● Task description: Output the line with "Can you see the bird's head" and every following line to the end of the material, exactly as they appear.

● Data extract:
• • • •

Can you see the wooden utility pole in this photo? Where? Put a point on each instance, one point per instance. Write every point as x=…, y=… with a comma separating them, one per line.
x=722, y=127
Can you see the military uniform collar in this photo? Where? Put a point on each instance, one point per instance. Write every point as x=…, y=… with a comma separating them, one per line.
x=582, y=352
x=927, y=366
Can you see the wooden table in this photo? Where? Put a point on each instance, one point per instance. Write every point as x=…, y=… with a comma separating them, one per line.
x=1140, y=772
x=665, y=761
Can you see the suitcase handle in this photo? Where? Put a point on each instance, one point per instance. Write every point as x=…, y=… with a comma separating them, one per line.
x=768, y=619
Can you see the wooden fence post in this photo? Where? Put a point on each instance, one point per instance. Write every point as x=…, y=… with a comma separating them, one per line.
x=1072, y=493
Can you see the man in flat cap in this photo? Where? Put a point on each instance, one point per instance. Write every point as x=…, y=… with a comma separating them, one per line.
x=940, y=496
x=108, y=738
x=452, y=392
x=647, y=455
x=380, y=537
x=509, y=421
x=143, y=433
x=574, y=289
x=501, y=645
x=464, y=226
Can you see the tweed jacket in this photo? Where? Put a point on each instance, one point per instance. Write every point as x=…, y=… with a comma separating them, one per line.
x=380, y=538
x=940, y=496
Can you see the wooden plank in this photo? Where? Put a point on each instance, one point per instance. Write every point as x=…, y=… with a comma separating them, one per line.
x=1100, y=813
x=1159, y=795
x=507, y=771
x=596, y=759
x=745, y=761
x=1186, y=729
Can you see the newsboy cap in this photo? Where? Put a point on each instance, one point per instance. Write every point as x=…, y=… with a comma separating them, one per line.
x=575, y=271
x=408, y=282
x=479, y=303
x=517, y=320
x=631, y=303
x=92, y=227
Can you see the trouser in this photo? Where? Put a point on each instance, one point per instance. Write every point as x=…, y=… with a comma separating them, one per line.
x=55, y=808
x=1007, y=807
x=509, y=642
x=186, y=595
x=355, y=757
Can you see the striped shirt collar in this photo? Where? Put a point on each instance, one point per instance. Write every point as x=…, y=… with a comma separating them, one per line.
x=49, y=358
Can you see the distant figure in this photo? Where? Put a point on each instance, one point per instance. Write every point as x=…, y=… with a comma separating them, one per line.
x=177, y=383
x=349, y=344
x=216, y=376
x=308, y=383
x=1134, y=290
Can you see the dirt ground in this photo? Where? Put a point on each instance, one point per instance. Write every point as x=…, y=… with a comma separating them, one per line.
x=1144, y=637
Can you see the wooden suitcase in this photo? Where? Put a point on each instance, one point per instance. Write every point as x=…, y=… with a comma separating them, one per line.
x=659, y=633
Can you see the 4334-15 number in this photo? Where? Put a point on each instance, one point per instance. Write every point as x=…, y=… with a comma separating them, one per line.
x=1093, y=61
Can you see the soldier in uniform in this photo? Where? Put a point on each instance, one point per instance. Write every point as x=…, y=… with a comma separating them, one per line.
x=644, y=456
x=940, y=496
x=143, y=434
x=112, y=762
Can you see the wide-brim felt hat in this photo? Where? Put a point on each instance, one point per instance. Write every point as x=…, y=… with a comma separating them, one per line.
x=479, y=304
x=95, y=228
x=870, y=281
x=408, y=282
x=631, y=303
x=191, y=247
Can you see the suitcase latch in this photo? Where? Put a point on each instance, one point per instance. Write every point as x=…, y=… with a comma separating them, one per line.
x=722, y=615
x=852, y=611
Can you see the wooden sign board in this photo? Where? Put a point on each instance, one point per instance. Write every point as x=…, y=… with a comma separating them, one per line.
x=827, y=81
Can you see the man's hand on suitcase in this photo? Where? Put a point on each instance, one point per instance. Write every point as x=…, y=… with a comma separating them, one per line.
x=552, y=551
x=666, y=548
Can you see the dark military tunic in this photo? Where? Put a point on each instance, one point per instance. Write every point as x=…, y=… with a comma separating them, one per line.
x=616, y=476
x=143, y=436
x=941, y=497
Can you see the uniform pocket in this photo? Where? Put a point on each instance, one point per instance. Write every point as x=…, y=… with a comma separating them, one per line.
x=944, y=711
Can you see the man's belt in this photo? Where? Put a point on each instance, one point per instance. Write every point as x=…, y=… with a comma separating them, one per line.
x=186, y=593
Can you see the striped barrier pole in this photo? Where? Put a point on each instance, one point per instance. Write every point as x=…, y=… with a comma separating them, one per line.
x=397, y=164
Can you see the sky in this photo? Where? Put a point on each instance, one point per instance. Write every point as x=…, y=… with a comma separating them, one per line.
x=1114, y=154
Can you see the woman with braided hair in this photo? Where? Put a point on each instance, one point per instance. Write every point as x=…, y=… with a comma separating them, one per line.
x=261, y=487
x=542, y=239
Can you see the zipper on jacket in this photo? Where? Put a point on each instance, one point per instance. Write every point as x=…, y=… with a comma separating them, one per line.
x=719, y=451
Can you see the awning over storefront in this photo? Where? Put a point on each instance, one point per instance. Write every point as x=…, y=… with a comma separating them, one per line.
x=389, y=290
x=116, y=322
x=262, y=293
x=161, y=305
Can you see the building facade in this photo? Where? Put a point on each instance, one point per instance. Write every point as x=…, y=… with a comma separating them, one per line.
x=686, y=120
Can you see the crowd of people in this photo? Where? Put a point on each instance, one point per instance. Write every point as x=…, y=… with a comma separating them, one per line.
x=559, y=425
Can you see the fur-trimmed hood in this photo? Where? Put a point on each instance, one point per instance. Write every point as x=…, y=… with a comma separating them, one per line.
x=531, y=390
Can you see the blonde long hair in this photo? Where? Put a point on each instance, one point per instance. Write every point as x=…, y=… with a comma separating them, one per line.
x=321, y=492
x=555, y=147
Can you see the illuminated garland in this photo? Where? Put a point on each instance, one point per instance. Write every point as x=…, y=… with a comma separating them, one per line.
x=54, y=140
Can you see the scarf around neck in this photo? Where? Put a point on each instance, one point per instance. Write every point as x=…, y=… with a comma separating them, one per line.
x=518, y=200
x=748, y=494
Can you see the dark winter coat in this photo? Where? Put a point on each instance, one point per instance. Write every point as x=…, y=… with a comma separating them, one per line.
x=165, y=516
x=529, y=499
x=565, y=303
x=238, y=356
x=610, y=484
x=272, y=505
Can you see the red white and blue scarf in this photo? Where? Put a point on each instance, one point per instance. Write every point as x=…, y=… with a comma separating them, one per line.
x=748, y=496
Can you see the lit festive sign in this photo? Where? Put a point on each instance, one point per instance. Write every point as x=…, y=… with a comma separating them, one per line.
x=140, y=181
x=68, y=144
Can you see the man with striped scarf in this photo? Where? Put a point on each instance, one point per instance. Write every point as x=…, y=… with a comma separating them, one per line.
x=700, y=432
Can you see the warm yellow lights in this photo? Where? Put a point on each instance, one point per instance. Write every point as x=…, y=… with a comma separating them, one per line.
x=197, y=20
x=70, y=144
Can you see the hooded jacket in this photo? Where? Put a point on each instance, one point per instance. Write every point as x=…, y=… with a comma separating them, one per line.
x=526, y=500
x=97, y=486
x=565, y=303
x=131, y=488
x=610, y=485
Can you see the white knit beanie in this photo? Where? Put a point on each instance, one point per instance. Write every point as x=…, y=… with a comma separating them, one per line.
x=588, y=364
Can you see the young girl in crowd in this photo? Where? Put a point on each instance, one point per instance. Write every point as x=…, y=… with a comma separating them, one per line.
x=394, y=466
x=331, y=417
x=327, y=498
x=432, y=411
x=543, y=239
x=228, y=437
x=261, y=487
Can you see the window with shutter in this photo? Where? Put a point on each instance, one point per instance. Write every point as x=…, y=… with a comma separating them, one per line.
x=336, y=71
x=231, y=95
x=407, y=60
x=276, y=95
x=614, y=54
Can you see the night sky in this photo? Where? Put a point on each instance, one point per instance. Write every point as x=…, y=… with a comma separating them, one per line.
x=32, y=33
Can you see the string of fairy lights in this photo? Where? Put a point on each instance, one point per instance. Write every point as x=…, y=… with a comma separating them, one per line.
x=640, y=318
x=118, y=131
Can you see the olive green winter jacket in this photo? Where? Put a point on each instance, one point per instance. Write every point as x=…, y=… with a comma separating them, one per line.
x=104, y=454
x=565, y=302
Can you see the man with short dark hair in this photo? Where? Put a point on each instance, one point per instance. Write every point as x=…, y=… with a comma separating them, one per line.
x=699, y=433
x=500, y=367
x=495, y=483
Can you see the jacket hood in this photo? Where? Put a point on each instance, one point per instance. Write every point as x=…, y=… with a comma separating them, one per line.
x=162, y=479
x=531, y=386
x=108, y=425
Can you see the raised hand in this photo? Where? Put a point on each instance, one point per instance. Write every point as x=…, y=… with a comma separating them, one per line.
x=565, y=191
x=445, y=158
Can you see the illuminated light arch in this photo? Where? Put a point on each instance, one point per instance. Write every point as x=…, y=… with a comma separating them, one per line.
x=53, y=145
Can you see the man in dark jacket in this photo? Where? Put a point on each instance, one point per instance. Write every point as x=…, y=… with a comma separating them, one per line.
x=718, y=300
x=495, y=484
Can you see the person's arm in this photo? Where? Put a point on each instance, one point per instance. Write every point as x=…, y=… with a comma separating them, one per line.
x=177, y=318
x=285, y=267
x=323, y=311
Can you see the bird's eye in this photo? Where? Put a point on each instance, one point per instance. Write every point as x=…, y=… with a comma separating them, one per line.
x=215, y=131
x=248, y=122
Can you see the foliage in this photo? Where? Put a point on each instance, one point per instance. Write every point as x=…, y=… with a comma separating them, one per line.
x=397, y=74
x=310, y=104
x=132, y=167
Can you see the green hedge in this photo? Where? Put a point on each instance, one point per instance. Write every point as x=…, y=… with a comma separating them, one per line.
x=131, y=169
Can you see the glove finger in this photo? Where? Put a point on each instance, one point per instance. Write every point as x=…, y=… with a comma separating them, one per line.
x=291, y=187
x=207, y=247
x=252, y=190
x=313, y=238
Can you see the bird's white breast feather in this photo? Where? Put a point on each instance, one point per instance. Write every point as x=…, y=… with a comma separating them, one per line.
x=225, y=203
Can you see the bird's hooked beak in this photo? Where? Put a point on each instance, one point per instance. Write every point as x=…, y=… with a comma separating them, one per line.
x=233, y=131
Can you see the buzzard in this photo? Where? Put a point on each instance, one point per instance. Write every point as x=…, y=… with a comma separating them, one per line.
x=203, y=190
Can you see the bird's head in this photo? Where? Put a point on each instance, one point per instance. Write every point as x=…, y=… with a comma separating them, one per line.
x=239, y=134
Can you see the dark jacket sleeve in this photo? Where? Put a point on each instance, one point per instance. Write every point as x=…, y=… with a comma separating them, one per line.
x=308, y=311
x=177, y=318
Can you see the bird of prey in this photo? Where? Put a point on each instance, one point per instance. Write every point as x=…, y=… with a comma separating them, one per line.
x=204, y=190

• • • •

● Exercise result:
Can you see the bird's head in this photo? Where? Put a point on each instance, one point per instance. Write every point as x=…, y=… with a comma separating them, one per line.
x=239, y=134
Can you see the dark jacket sleeve in this photo? Where? Put a point on each instance, one point per instance. Write every point as x=…, y=… with a comma separating them, one per line.
x=308, y=311
x=177, y=318
Can you see the bird of prey in this photo? Where? Put a point on each instance, one point per instance. Write every point as x=…, y=… with a comma separating them, one per line.
x=204, y=190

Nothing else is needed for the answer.